[What you need to do]
1) In the hospice article, how much money did Beverly Murray say was needed to open the Homestead?
2) Carry on with the hospice article, starting right after its last sentence.

[Excerpted text]
<<<<
Hospice is not a remedial form of health care. Usually staffed by volunteers, it is seen as a source of respite, whether physical or emotional, for the terminally ill and their families.
While many facing such circumstances tend to remain at home, some are recommended by family members to inpatient facilities to help alleviate symptoms, like pain and nausea, that can surface as a result of complications from their condition. Reimbursements for inpatient services, known as respite care, are offered under Medicare and Medicaid.
The reach of the planned hospice center in Franklin could stretch across the region. Whether the need for such services in Macon is greater than that of other parts of the region is unclear. About one-fourth of the county’s population is age 65 and older, according to the U.S. Census Bureau, among the highest in a region whose mountainous terrain is seen by home hospice care aides and families of patients as a logistical challenge. According to the county sherriff’s office, in 2011 at least 50 people died in their homes in Macon without adequate care from home health aides or family members.
A shortage in WNC
Of the nearly 60 inpatient hospice centers operating across North Carolina, only one has a service area extending west of Asheville — Haywood Hospice and Palliative Care, which opened last year as part of MedWest Health Systems.
“It’s taken a long time,” said Beverly Murray, director of the hospice center, called the Homestead, in Clyde. She was referring to a fundraising effort that spanned about eight years to raise the $4 million she said was needed to open the center, which relies largely on donations.
>>>>
[Data extract]
<<<<
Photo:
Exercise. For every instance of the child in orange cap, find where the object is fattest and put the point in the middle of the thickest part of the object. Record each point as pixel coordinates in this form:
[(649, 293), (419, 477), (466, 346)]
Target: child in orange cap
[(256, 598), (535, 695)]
>>>>
<<<<
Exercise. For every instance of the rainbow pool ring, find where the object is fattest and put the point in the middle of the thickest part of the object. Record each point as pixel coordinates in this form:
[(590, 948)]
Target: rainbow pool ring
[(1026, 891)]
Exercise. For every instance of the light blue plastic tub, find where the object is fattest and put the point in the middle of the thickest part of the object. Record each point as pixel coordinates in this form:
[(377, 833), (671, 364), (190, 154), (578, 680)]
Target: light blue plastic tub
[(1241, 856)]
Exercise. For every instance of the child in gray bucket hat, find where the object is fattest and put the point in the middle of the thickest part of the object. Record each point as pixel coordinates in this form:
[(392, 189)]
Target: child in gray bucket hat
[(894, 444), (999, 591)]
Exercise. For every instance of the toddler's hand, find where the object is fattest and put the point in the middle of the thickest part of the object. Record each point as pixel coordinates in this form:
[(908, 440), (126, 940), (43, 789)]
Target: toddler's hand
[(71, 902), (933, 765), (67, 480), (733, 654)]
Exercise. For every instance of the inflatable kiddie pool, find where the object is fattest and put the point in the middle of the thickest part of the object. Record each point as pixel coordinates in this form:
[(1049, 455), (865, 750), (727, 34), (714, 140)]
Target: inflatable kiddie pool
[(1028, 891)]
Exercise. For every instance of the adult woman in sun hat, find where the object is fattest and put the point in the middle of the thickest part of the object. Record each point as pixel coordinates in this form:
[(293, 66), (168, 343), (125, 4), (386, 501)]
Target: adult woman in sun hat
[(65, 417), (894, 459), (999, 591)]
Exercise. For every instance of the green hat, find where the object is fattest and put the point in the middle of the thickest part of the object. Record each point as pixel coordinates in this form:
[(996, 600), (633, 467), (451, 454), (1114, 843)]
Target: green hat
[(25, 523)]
>>>>
[Results in order]
1) $4 million.

2)
Made up of six beds, the center has served about 300 patients, Murray said. Among them was her mother, whose death there last year led her to recognize hospice care as significant not only to patients but also their family members.
“It’s different when you’re on the other side,” she said of tending to her mother. “It’s life-changing.”
It is a kind of care that Evie Byrnes, a retiree who has volunteered as a hospice aide, uses to spread compassion.
She recalled a hospice patient whom she regularly visited in a Highlands nursing home in the mid-2000s. Suffering from cancer, the man, whose wife had Alzheimer’s and whose son struggled to care for him while working full-time and raising a family, did not immediately appear to welcome Byrnes’ presence.
“When I entered the room” in the nursing home for the first time, she said, “he wouldn’t even look at me.”
But that changed eventually as he grew to expect such visits, sometimes calling the Byrnes from down the hallway at the sight of her silhouette.
The started talking family, politics — “whatever he wanted,” she said.
“It’s my favorite thing to do,” said Byrnes, who also is among the founding members of the foundation. “I love making a difference in someone’s day.”
For Alderson, who has volunteered as a home hospice aide since retiring as a real estate broker in the early 2000s, the thought of tending to the terminally ill is less evocative of despair than commemoration.
“It’s a very special time in people’s lives,” she said. “We celebrate all these people being born into the world … it’s the end of life that should be celebrated.”
She spoke of the time she spent by the bed of her brother before he succumbed to cancer at age 52 in an inpatient hospice center in Florida. It was a period of relief after Alderson and her family — all of whom were either working full-time jobs or living elsewhere — had spent so much time struggling to arrange house visits.
“I never forgot,” she said of the six weeks she spent with him at the center in the mid-1990s. “We were so exhausted. It just took such a burden off our family.”
Beyond that, she added, the care likely offered her brother a sense of repose amid the uncertainty of his illness, which was the result of exposure to chemical weapons during his time as a soldier in the Vietnam War.
“We never know when anyone’s going to go to heaven,” she said.